-- Start --

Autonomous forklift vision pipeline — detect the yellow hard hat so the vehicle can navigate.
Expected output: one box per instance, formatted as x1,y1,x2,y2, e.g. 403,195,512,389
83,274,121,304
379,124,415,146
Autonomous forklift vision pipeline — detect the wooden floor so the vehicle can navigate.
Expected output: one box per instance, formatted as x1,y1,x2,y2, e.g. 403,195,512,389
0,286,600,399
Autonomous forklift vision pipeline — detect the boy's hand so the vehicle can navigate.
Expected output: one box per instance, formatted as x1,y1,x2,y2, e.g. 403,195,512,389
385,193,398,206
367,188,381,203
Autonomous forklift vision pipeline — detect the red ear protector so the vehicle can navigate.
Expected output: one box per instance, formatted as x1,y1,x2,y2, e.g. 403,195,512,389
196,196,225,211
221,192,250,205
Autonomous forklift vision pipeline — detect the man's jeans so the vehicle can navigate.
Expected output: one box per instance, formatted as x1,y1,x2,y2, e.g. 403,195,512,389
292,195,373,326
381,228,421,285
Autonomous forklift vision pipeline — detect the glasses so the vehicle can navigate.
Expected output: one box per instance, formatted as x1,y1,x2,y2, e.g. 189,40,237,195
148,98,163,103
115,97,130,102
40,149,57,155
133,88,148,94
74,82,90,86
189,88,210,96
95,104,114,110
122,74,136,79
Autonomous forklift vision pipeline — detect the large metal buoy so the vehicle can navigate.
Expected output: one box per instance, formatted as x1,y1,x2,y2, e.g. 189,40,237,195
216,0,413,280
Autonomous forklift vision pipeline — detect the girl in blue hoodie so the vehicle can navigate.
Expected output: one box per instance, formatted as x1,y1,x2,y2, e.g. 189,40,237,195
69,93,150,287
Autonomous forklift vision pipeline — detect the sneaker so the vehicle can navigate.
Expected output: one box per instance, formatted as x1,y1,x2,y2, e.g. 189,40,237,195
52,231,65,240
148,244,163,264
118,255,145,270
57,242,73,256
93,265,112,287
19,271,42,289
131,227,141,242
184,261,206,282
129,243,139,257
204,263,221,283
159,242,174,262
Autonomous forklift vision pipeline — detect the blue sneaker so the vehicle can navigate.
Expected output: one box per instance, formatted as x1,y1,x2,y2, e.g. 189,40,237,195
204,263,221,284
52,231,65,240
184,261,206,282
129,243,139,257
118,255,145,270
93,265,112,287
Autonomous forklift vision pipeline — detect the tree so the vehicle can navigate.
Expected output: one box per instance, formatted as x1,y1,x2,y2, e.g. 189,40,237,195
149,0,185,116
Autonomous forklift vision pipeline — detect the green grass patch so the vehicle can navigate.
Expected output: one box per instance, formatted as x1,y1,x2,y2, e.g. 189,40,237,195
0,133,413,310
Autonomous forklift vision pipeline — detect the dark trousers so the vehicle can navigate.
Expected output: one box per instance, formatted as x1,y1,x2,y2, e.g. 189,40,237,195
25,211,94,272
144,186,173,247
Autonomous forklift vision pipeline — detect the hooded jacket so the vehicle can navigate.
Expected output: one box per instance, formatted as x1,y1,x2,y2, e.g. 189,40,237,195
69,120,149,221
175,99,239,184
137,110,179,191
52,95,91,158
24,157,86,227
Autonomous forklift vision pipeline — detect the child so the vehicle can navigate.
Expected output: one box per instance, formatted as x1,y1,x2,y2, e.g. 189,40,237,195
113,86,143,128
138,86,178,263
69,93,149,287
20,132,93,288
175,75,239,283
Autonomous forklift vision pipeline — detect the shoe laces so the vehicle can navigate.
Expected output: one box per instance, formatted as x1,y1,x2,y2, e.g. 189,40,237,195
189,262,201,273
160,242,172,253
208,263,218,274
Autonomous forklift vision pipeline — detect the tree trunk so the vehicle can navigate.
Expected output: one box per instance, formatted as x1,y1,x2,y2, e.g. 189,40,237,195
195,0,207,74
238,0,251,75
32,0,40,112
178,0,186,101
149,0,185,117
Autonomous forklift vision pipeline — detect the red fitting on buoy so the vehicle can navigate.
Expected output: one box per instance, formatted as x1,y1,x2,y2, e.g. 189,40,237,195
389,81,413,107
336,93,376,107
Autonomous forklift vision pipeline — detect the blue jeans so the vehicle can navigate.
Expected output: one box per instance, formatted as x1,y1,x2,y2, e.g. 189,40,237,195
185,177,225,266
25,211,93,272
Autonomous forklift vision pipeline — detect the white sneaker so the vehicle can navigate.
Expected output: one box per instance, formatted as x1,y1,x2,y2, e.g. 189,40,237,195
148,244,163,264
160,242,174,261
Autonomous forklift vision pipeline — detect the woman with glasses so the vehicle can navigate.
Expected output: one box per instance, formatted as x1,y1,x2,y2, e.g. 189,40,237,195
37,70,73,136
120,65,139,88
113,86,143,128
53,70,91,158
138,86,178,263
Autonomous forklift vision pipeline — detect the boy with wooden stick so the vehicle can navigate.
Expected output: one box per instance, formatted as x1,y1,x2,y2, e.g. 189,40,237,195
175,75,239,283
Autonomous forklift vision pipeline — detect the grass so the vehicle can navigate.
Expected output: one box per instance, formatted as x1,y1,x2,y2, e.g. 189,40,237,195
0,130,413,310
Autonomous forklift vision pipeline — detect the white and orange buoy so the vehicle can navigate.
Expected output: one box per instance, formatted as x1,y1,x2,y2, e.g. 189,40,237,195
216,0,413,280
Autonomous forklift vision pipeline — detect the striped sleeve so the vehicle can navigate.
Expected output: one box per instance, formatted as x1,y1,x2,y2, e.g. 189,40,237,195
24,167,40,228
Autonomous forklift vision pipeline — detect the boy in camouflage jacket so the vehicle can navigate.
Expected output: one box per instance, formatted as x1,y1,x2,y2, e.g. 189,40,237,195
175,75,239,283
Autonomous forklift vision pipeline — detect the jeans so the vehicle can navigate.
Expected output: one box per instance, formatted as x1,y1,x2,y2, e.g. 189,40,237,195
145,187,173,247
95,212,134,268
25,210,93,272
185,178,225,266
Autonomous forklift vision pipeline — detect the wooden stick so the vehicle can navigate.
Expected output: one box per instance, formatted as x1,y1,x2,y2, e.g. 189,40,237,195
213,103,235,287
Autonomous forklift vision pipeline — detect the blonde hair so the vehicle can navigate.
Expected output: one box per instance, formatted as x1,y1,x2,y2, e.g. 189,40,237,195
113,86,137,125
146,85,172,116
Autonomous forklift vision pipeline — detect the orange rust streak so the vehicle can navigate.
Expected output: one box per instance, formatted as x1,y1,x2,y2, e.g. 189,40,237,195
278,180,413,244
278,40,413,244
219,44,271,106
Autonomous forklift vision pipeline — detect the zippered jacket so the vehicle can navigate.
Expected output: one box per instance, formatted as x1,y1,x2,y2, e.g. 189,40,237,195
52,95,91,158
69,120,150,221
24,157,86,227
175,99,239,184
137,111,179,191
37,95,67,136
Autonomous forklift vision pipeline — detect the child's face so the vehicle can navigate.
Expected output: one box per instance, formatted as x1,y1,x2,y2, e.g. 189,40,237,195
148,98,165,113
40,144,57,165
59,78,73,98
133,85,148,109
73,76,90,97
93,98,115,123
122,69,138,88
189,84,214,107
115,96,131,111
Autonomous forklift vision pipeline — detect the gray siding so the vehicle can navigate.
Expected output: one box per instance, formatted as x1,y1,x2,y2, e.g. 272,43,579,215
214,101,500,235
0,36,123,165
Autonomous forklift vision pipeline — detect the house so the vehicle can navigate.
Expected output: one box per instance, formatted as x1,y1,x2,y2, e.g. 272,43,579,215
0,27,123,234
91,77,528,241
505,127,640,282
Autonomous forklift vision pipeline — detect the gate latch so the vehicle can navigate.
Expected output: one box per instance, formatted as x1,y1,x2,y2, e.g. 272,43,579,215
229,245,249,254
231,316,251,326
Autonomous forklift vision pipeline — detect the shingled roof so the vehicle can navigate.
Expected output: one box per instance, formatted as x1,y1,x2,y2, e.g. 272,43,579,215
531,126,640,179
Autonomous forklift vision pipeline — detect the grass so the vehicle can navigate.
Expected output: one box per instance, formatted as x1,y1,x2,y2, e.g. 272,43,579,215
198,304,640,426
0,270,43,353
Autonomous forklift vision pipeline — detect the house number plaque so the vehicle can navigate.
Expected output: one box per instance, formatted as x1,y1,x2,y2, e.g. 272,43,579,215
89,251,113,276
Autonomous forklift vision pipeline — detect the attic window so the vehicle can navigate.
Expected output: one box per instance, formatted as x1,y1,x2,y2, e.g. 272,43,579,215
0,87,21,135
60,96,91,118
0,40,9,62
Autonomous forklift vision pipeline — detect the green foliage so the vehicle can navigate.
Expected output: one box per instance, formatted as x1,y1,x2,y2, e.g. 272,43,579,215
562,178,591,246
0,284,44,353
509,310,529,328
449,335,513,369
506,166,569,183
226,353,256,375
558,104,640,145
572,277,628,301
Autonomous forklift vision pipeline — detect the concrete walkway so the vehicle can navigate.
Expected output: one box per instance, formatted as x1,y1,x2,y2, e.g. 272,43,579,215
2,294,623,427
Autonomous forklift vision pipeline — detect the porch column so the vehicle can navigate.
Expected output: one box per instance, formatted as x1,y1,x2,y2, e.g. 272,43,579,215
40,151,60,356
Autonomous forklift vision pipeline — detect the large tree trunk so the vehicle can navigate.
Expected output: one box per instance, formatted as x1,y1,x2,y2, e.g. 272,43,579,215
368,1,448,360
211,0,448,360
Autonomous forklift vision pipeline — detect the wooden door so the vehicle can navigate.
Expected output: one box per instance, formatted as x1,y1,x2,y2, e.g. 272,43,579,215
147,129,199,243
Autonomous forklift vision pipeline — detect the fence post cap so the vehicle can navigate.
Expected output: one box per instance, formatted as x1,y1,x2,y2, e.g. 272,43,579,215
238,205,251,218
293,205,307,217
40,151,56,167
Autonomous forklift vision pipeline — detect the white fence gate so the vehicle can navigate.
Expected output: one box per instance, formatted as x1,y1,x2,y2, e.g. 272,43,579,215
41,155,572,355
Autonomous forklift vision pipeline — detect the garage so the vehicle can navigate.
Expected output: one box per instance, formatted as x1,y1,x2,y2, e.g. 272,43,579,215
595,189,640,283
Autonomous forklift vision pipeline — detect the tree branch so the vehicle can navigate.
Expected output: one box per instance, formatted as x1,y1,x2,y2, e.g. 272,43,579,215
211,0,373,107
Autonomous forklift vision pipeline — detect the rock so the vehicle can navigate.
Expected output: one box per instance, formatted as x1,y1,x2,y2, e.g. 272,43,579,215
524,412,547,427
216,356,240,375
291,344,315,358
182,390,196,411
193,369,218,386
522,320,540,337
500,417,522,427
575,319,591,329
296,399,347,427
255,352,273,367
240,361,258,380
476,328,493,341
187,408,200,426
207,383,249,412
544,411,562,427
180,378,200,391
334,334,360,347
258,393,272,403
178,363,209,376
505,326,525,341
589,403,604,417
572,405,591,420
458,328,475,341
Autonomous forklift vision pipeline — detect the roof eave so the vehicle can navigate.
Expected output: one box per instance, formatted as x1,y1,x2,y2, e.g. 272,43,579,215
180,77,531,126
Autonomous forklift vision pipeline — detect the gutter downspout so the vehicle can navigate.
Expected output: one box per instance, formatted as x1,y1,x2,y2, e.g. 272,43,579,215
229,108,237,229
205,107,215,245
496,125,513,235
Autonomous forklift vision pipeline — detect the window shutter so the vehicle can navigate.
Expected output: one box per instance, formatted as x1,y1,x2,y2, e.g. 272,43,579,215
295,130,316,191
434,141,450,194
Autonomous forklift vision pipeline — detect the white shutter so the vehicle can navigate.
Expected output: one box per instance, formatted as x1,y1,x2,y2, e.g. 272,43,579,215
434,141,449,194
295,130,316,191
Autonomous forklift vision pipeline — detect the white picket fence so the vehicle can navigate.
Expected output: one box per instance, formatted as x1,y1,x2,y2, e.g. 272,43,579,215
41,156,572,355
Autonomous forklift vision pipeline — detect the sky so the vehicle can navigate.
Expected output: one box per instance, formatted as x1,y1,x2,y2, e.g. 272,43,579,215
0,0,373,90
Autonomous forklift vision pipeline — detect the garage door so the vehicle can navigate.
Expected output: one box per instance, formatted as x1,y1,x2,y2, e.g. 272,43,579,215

-- End --

◆ Exercise objective: Reproduce every line from the line with "Autonomous forklift vision pipeline — detect the white fence" to the line with "211,0,373,107", both included, offsetting each bounding-box coordinate in the answers by +46 and leaving all other text unchanged.

◆ Worked solution:
Autonomous forklift vision pipeline — detect the white fence gate so the vehicle can navigate.
Expected output: one box per instance, formatted as x1,y1,x2,y2, e.g. 272,43,579,215
87,201,618,401
Autonomous forklift vision pipeline — detect the garage so the vehicle can navigate.
Expected output: one box per instance, formatted as x1,y1,x2,y2, e.g. 272,43,579,215
641,235,686,329
Autonomous forklift vision pipeline — detect the tree branch so the vehicle can navigate.
Expected output: one box per instance, formatted as x1,y1,x2,y2, e.g. 272,43,579,215
257,46,419,153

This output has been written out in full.